▶ _Exercise details_:
Filter the listing down to the lines containing the word "follow".

▶ _Material to process_:
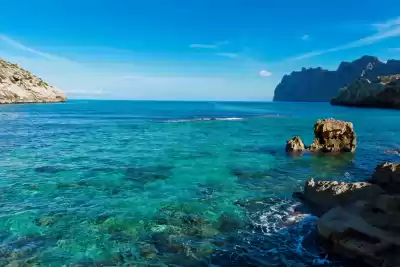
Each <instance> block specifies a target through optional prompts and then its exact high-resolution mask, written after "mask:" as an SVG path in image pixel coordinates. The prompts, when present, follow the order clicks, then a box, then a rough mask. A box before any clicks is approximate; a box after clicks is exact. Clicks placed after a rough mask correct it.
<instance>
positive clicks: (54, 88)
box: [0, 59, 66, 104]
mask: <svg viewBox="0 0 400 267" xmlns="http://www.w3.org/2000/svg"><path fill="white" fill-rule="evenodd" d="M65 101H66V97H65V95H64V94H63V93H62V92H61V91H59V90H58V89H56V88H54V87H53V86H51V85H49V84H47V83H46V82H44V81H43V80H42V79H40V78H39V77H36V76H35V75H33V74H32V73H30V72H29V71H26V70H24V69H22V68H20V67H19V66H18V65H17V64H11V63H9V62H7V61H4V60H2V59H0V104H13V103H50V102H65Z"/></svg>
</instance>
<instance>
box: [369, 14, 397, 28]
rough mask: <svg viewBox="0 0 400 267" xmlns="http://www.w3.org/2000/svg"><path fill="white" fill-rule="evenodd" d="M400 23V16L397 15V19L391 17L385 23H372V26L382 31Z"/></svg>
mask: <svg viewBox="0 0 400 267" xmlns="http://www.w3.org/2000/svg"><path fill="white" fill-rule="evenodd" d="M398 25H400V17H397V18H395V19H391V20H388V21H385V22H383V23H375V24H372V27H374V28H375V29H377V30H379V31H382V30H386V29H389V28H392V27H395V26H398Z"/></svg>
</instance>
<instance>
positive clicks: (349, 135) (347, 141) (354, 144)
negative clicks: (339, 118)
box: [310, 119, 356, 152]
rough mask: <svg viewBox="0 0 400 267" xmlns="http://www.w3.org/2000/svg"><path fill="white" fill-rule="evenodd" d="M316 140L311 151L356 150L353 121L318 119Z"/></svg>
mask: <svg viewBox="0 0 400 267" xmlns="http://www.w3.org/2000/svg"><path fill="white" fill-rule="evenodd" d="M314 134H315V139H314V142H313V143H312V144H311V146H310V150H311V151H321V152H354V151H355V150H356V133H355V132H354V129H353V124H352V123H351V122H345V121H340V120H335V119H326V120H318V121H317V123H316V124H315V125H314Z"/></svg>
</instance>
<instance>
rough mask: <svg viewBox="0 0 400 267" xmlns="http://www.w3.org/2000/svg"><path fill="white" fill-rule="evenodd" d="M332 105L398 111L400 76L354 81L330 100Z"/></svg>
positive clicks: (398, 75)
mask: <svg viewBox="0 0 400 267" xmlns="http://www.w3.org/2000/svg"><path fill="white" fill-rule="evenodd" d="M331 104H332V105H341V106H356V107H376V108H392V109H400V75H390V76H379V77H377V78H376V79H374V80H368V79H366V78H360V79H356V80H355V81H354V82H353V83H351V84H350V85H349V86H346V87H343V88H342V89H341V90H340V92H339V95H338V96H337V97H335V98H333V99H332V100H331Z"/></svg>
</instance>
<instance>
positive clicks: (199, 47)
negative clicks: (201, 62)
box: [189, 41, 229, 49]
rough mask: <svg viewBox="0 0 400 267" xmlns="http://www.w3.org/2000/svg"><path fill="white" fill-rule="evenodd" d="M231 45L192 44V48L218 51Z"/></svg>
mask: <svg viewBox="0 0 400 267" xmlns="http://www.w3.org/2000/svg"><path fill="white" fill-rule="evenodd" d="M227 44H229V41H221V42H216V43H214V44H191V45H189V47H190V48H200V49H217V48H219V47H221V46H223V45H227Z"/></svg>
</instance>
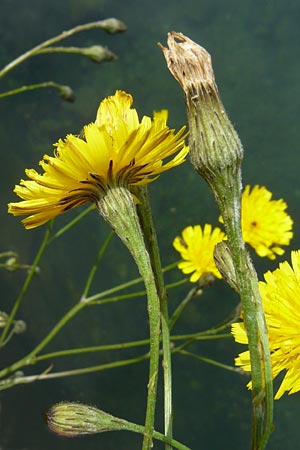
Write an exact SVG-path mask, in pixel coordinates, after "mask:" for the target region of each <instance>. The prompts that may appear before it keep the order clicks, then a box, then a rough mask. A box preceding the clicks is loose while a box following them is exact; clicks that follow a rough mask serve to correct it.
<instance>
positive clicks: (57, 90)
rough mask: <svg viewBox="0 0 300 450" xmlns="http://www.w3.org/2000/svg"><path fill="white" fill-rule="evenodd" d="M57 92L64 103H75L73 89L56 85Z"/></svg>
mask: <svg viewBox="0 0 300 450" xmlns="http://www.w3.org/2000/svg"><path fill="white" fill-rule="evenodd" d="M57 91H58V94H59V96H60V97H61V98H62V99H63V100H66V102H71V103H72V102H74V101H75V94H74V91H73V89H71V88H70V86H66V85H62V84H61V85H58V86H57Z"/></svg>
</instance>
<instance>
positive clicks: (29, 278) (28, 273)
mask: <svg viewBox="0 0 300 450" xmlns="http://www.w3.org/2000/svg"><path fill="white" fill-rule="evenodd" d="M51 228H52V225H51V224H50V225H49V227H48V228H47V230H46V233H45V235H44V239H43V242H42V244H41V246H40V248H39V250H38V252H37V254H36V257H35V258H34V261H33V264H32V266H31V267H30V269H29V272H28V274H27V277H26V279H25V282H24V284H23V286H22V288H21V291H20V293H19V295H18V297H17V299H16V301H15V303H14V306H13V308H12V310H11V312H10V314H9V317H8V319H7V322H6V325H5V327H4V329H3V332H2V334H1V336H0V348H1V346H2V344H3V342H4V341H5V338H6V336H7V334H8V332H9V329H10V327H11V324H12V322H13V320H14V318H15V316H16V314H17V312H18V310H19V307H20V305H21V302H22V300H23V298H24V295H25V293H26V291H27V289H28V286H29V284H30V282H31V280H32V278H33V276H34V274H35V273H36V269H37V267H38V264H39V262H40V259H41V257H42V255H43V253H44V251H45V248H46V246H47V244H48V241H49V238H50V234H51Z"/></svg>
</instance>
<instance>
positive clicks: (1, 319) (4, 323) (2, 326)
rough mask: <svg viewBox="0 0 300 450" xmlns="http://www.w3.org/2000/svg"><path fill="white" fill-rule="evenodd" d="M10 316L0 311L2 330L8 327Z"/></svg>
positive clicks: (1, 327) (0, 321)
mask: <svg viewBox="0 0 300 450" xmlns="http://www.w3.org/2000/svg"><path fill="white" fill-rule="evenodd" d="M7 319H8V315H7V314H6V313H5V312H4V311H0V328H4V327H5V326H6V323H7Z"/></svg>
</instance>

▶ _Solution to the problem_:
Each <instance> block specifies a target through optional prompts and then its exact high-resolution mask, written after "mask:" as an SVG path in image pixel coordinates. The prompts, when present, follow the order clicks, then a box, then a rough mask. A box before any clicks is approximate; a box after clicks is exact. Clicks placed after a rough mask correct it.
Write an exact SVG-path mask, in pixel coordinates, after "mask:" for the target region of each <instance>. The prompts that may appear before it keep the order clicks, then a box, then a rough mask. A box preceding the clicks is loose while a box following them is exact; clicks that follow a rough mask serve to correct it.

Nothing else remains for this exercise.